抜粋
モンゴル紀行 その2

銀行で両替をして、天津の駅から電車で北京に向かった。銀行の両替の姉ちゃんの対応はお世辞にも良いとは言えず、駅のベンチの寝心地はそりゃもちろんサイテーで、おかげで寝不足で、外の気温は30℃を超えている。背負っているバックパックを放り出してその場にへたり込んでやろうかと、やり場のない怒りがフツフツと腹の底から沸いてくる。 それにしても中国は、高校生の時に来た頃と比べるとすっかり様変わりしていた。高層ビルがニョキニョキとそこら中に生えている一方で、その隙間を縫うように古い木造の建物が佇む。空は低くなり、道幅もすっかり狭くなっていた。

なものだからローカルな匂いはすっかりと薄れちまっていて、安宿を探すのにかなり苦労した。けっきょく力尽き、貧乏旅行にしてはかなり高級なホテルに泊まった。と言っても日本のカプセルホテルよりは安いのだけれども。昼くらいに部屋について、置いてあったなんだか怪しげなシャンプーを使ってシャワーを浴びて、パンツ一丁でテレビをつけた。それは中国のNHKのような番組で、どこかの国の野生の動物特集をやっていた。ジャッカルが野ネズミを咥えていた。いつの間にか眠りに落ちていた。ジャッカルに追っかけられる夢は見なかった。

目が覚めるとすっかり日は沈んでいて、街の灯がキラキラとしていた。気温はだいぶ下がり、街は夜の顔に変わっていた。メインストリートは観光客で溢れかえっている。なんだか道行く人達はみんな浮かれていて賑やかで、ひとり旅には居心地があまりよろしくない。おまけにどうやら出店は観光客プライスになっているようで、どれもこれもちと高い。かと言ってけっこう閉まっている店も多くて安い街のお店はなかなか見つからず、仕方なく逃げ込むようにデパートの中にあったバーガーキングを食べた。

抽出した行

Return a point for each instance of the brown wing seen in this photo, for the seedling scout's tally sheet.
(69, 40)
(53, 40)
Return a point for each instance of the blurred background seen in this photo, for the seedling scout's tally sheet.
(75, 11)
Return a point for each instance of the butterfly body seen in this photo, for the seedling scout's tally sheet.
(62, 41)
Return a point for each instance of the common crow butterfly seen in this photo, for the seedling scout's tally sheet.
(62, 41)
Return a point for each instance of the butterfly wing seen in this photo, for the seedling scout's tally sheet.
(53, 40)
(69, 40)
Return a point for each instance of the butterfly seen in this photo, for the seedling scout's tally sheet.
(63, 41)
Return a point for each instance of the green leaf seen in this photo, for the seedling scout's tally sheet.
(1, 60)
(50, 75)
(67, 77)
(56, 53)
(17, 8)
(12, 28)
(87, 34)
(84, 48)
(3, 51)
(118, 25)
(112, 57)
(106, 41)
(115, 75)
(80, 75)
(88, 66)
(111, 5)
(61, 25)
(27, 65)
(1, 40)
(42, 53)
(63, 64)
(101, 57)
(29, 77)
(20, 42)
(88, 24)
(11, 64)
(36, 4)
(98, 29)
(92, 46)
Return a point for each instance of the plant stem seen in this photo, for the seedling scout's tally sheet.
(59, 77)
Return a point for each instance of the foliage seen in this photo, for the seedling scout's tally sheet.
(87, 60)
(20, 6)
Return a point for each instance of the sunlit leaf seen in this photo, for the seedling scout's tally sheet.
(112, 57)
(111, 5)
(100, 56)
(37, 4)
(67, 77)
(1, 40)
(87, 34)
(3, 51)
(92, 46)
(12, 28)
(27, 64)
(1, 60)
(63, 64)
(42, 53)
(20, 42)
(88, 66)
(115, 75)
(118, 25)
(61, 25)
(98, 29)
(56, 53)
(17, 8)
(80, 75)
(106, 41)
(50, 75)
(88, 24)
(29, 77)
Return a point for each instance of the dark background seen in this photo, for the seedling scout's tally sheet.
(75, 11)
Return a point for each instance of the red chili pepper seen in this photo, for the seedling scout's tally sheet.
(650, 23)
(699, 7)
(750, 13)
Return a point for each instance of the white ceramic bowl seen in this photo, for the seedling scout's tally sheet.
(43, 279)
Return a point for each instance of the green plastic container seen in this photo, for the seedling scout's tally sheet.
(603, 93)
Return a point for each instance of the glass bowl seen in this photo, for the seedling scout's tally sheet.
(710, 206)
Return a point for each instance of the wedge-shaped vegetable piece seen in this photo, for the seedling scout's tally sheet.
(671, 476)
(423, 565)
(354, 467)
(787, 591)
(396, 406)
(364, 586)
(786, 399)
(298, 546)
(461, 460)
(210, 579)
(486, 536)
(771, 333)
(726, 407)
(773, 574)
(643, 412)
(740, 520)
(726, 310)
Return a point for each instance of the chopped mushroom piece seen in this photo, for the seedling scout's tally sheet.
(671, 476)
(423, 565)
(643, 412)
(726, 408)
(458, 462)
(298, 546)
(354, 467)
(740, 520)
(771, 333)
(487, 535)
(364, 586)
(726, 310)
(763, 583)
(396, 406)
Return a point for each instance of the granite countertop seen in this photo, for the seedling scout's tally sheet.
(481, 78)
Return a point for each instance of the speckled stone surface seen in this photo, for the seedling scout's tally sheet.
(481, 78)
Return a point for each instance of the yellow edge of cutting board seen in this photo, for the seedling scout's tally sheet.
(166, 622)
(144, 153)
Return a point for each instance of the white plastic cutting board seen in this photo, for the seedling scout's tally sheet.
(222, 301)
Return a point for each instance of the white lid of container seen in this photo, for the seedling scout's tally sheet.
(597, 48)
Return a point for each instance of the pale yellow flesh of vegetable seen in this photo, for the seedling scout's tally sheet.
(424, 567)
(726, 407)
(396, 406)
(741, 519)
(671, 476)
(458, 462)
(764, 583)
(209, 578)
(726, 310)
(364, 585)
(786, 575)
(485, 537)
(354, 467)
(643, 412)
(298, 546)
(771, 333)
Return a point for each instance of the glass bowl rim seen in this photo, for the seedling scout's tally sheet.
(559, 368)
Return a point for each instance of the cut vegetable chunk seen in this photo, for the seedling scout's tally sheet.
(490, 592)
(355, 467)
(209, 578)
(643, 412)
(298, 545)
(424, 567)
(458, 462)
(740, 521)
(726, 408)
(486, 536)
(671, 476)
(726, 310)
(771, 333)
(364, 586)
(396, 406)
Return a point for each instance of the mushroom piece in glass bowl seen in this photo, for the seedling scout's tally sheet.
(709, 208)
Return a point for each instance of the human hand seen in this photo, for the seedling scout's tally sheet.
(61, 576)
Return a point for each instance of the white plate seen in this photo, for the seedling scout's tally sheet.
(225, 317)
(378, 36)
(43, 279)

取り組む問題
1 - 紀行文の「なものだからローカルな匂いは」から「っかけられる夢は見なかった。」までの部分を、「シャンプー」を「石けん」に変えて書き直してもらえますか。
2 - 北京での一日を描いたこの紀行文の続きを、最後の文の後から書き進めてもらえますか。
これらの行は紀行文とは関係がありません。

演習の解答
1 -
なものだからローカルな匂いはすっかりと薄れちまっていて、安宿を探すのにかなり苦労した。けっきょく力尽き、貧乏旅行にしてはかなり高級なホテルに泊まった。と言っても日本のカプセルホテルよりは安いのだけれども。昼くらいに部屋について、置いてあったなんだか怪しげな石けんを使ってシャワーを浴びて、パンツ一丁でテレビをつけた。それは中国のNHKのような番組で、どこかの国の野生の動物特集をやっていた。ジャッカルが野ネズミを咥えていた。いつの間にか眠りに落ちていた。ジャッカルに追っかけられる夢は見なかった。

2 -
近くに座っていたインド人はITの仕事をしていて、中国に仕事でやってきているらしい。どのメシもクセが強くて、やっぱり毎晩ここに来ている、と言っていた。いや、あなたの国のメシもなかなかクセ強い。ハンバーガーとスプライトで腹の中をタポタポさせながら、フラフラと賑やかな街並みを歩き回った。

奇妙なダンスを踊ってる街の人々やら屋台で売っているゲテモノなど、(胃袋と旅参照)そこそこ楽しめなくもないのだけれども…それでも何か突拍子のないことが起きる気配もなくて、かと言ってこのままサラッと北京を通過してしまうのもなんだか心残りでけっきょく、宿を変えて少し街はずれに行くことにした。どうやらハンバーガーとスプライトのせいだけではない、胃のあたりがムカムカする、なんとも言えないその居心地の悪さがいつのまにかつきまとっていた。

ところでこうして、何するともなく気のむくままにフラフラしていると、旅するために旅することの空虚さが突然、猛然と襲いかかってくることがある。

「こんなことをして何になるってんだ?」

呼和浩特に着いた時は雨だった。夜行列車のくせにベットがなく、10時間も走り続けるのに車内は超満員。満席ということではなくて、立っている人も沢山いる、という意味で超満員なのだ。さながら通勤ラッシュ。おまけに大声をあげて車内販売のおばちゃんがカートを押してやってくるものだから、おばちゃん来るたび立っている人がワラワラと動き出す。寝られるはずもなく、着いたときには頭がポーッとして、身体中の節々が痛かった。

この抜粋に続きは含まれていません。